Your task: Copy out, word for word, the part that opens with the line containing "locate: white truck" and closes with the last of the rows.

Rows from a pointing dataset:
------------------------------------------------------------
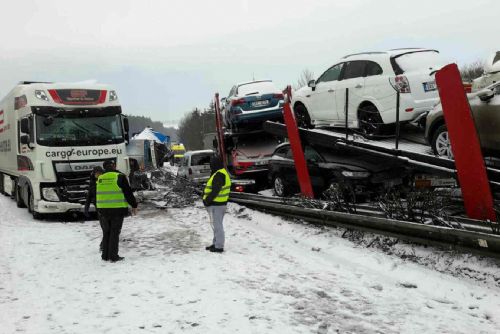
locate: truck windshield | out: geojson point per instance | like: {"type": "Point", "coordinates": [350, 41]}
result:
{"type": "Point", "coordinates": [69, 130]}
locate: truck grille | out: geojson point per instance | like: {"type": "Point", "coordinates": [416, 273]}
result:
{"type": "Point", "coordinates": [73, 186]}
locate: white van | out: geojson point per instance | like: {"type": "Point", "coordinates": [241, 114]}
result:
{"type": "Point", "coordinates": [491, 73]}
{"type": "Point", "coordinates": [195, 165]}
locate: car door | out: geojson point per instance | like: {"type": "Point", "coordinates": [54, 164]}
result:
{"type": "Point", "coordinates": [313, 159]}
{"type": "Point", "coordinates": [353, 77]}
{"type": "Point", "coordinates": [322, 98]}
{"type": "Point", "coordinates": [288, 168]}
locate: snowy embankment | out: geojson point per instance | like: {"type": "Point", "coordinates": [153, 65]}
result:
{"type": "Point", "coordinates": [275, 277]}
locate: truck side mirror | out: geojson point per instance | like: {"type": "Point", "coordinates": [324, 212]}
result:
{"type": "Point", "coordinates": [312, 84]}
{"type": "Point", "coordinates": [485, 95]}
{"type": "Point", "coordinates": [25, 139]}
{"type": "Point", "coordinates": [126, 128]}
{"type": "Point", "coordinates": [25, 125]}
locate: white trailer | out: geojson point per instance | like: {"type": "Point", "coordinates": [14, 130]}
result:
{"type": "Point", "coordinates": [52, 136]}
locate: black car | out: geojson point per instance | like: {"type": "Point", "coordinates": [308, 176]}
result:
{"type": "Point", "coordinates": [363, 174]}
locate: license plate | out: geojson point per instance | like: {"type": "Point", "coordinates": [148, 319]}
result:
{"type": "Point", "coordinates": [260, 103]}
{"type": "Point", "coordinates": [429, 86]}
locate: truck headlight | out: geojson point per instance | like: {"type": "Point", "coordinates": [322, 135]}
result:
{"type": "Point", "coordinates": [50, 194]}
{"type": "Point", "coordinates": [112, 96]}
{"type": "Point", "coordinates": [41, 95]}
{"type": "Point", "coordinates": [348, 173]}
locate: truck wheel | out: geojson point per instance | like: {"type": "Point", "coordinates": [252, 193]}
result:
{"type": "Point", "coordinates": [280, 187]}
{"type": "Point", "coordinates": [302, 117]}
{"type": "Point", "coordinates": [441, 142]}
{"type": "Point", "coordinates": [18, 197]}
{"type": "Point", "coordinates": [31, 207]}
{"type": "Point", "coordinates": [2, 191]}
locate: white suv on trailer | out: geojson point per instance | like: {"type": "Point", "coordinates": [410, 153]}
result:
{"type": "Point", "coordinates": [372, 79]}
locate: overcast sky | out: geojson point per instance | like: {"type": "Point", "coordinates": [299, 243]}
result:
{"type": "Point", "coordinates": [167, 57]}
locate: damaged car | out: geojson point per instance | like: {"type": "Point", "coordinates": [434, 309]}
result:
{"type": "Point", "coordinates": [364, 175]}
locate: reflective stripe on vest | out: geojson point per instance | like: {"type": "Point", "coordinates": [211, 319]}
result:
{"type": "Point", "coordinates": [108, 194]}
{"type": "Point", "coordinates": [223, 195]}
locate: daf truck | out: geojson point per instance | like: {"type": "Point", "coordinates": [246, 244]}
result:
{"type": "Point", "coordinates": [51, 137]}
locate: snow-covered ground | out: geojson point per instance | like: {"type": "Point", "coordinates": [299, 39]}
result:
{"type": "Point", "coordinates": [275, 277]}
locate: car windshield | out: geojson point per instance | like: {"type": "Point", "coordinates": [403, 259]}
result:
{"type": "Point", "coordinates": [70, 130]}
{"type": "Point", "coordinates": [256, 88]}
{"type": "Point", "coordinates": [418, 61]}
{"type": "Point", "coordinates": [200, 159]}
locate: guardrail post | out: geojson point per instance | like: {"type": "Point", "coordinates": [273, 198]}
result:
{"type": "Point", "coordinates": [465, 146]}
{"type": "Point", "coordinates": [296, 145]}
{"type": "Point", "coordinates": [346, 114]}
{"type": "Point", "coordinates": [398, 125]}
{"type": "Point", "coordinates": [220, 131]}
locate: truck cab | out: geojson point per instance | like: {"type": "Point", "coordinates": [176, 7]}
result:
{"type": "Point", "coordinates": [52, 136]}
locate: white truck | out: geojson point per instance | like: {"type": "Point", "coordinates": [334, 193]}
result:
{"type": "Point", "coordinates": [52, 136]}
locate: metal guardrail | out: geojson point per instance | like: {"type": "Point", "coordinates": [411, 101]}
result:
{"type": "Point", "coordinates": [470, 238]}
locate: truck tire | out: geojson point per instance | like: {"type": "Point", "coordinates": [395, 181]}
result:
{"type": "Point", "coordinates": [31, 207]}
{"type": "Point", "coordinates": [19, 199]}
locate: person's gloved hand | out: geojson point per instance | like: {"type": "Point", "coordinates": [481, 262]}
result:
{"type": "Point", "coordinates": [86, 211]}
------------------------------------------------------------
Exercise result:
locate: white truck | out: geojson point per instance | like: {"type": "Point", "coordinates": [334, 193]}
result:
{"type": "Point", "coordinates": [52, 136]}
locate: metal guardrail | out: geojson point per instance | like: {"type": "Point", "coordinates": [411, 101]}
result:
{"type": "Point", "coordinates": [470, 238]}
locate: truck tire | out: geojson point per instance | like: {"type": "Point", "coordinates": [395, 181]}
result:
{"type": "Point", "coordinates": [31, 207]}
{"type": "Point", "coordinates": [19, 199]}
locate: person's gloved hand | out: geojson point per instance | like: {"type": "Point", "coordinates": [481, 262]}
result:
{"type": "Point", "coordinates": [86, 211]}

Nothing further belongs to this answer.